Object point labels
= = = = =

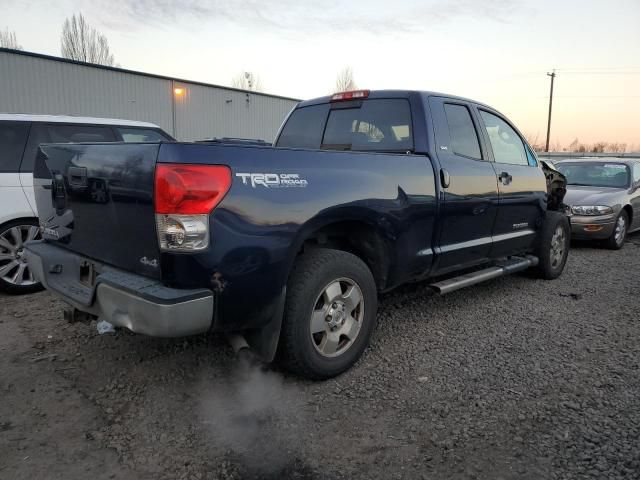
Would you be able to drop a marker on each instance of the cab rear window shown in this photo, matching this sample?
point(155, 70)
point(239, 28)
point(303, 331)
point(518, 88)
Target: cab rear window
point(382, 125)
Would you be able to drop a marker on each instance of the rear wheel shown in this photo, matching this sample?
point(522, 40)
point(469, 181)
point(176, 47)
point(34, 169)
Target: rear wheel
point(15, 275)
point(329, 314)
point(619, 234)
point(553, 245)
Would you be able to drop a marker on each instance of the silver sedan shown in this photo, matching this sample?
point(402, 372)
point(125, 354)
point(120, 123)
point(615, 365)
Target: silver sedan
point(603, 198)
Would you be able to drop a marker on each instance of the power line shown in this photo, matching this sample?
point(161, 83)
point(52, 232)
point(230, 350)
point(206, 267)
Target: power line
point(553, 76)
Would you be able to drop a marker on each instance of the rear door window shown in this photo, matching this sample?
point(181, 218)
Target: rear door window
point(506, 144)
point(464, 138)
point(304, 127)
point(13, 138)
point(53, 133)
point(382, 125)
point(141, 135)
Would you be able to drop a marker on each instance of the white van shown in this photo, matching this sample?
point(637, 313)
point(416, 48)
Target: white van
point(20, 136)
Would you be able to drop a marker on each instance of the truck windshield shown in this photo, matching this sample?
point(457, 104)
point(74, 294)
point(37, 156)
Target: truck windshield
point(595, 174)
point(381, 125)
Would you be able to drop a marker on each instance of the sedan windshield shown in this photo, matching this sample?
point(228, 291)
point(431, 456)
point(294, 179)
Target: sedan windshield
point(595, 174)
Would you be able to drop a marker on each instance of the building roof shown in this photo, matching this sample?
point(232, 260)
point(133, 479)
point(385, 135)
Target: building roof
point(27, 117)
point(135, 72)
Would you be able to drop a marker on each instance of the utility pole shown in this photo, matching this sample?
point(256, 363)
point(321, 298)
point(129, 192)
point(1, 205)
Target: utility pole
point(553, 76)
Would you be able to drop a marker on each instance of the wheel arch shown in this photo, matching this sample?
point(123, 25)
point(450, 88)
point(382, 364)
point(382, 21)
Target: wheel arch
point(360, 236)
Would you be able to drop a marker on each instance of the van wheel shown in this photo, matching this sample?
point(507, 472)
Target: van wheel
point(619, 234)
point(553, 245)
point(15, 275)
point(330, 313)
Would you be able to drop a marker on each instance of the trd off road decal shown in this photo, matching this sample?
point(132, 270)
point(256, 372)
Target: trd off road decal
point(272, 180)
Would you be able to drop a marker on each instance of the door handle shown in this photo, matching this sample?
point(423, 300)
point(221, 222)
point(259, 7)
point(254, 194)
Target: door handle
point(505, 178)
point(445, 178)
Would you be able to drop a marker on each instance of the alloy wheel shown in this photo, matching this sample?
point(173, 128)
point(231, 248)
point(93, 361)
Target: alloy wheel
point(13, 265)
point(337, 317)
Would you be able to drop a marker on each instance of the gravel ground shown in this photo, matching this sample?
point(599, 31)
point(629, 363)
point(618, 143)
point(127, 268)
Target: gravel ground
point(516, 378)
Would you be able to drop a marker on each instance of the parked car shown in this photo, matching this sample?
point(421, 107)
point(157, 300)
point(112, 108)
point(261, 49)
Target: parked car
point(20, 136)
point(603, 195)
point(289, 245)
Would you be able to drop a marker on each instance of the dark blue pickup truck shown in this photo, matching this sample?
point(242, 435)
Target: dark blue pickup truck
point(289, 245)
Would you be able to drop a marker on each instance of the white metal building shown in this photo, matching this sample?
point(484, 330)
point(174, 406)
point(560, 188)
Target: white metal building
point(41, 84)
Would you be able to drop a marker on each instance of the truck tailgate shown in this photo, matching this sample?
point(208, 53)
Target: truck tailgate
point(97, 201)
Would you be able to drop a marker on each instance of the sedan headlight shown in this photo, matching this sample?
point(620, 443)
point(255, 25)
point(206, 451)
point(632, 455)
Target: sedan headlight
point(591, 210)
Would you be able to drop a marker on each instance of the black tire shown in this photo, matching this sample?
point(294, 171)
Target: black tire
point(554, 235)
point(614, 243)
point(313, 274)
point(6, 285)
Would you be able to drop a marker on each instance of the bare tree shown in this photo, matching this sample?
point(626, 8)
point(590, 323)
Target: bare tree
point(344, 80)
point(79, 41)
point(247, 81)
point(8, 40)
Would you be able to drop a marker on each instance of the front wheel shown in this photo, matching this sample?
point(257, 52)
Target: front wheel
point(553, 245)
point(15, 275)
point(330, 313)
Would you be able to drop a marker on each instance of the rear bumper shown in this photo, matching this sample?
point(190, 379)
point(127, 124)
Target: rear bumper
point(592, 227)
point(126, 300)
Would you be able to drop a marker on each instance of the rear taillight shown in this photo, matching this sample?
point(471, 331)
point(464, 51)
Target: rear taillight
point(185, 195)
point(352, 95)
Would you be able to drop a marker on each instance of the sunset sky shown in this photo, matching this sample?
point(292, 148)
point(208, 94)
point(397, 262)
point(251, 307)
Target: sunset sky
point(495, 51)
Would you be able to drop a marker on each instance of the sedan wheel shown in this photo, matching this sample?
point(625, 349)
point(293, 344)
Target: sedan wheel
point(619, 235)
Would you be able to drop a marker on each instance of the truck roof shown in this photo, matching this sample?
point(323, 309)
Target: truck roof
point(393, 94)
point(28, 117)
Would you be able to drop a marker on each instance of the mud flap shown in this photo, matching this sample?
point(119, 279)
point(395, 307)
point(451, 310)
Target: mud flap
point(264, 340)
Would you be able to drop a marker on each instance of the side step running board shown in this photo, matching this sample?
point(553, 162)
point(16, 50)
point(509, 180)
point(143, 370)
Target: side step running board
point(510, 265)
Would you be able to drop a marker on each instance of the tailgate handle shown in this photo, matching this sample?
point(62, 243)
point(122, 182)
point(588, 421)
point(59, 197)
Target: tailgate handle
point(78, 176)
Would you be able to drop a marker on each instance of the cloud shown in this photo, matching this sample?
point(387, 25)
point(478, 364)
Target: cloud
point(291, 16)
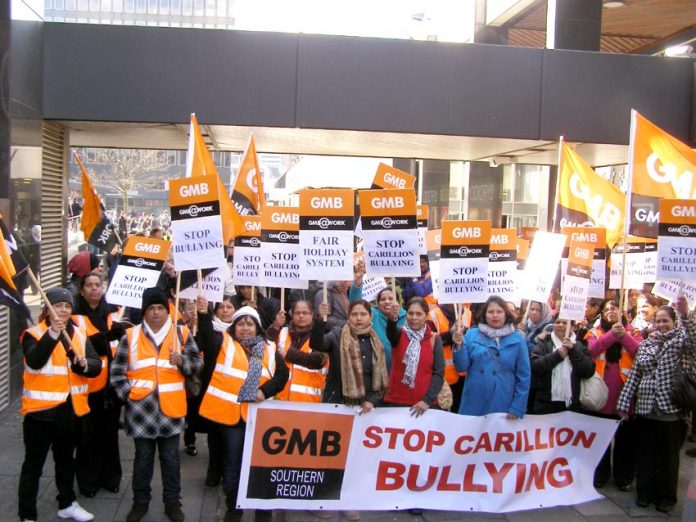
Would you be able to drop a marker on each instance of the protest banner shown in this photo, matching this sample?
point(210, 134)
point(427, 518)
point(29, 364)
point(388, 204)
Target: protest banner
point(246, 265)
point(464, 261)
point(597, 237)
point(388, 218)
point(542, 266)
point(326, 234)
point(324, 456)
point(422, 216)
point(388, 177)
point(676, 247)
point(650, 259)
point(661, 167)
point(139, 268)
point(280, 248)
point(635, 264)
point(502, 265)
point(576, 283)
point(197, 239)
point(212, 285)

= = = = =

[Task description]
Could you write out the records again, between the lines holding "arch shown in this photo, matching this sample?" and "point(445, 178)", inclusive, keeping every request and its sample points unchanged but scaling the coordinates of the points after each "Target:" line by 1.35, rounded to whole numbers with halves rounded up?

[In response]
Would you be able to drop a marker on each instance of the wheel arch shown in this photo, matching this sample?
point(123, 25)
point(450, 88)
point(382, 364)
point(382, 21)
Target: wheel arch
point(486, 319)
Would you be able to drop a marker on each instance of the van wheel shown in this photo, matching this sample?
point(507, 472)
Target: van wheel
point(836, 316)
point(747, 331)
point(20, 371)
point(446, 423)
Would you be able to drop a marker on each instance of the trd off road decal shown in this photo, matching this sample?
point(132, 270)
point(256, 372)
Target: trd off road decal
point(367, 243)
Would you be able to drop a marker on each instance of the door handle shown in this photo, matching this sample?
point(423, 300)
point(221, 222)
point(259, 7)
point(254, 194)
Target: door handle
point(682, 240)
point(601, 240)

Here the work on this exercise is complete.